■ Exercise aim ■
Rescale the material below by writing out every line again, requests included, with each point coordinate in the answers multiplied by 0.25 and rounded to a whole number (halves round up). Leave the numbers in the requests and their format samples as they are.
■ ■ ■
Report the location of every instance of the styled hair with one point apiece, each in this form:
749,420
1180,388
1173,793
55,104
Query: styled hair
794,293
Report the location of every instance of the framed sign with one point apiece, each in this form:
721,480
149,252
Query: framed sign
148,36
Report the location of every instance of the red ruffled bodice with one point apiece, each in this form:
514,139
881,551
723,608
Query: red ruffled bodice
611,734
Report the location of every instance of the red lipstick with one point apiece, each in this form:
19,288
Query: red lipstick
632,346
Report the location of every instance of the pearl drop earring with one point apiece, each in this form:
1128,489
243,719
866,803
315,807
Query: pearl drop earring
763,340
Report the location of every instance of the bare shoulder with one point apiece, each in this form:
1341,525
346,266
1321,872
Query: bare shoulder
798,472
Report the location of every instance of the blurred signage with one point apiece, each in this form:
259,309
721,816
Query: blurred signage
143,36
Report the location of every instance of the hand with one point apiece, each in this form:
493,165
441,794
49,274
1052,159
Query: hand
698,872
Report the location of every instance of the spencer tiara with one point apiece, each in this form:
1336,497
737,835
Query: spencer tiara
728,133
■ ■ ■
■ Solution for this problem ■
Report the location of every instance of the styled hair with one point apiece, each in this form:
749,420
1180,388
1173,793
55,104
Query: styled hair
199,73
Report the location of every instance of the framed sign with one point apiece, each in this form:
721,480
149,252
Query: framed sign
37,9
Report the location of every instance of the red ruffled bodice with one point apiece, each in this form:
514,139
881,551
723,608
Query: red ruffled bodice
153,184
Report the location of every instance of the red lipstick with one point apiece, each in this form:
19,288
Query: red lipstick
158,87
Report the location of every instance of the pearl drop earring with one point apiece, each in this form:
1128,489
243,719
866,803
315,807
Query: pearl drop earring
191,85
Report the location of every instance of the bare shoulder with one point apiece, each in this form:
1341,525
346,266
1321,872
Query: bare shoulder
200,118
Report the location of every instance of the blurred signage with one point apiece, each in this form:
259,309
721,816
Query: blurred signage
36,9
Report the location of every instance of the hand with one point apiece, each in this form:
493,165
441,794
49,274
1052,159
Query: hand
175,218
Report the location of every instance of the spencer tiara with one point apiece, each in this form:
1336,497
737,835
Query: spencer tiara
182,33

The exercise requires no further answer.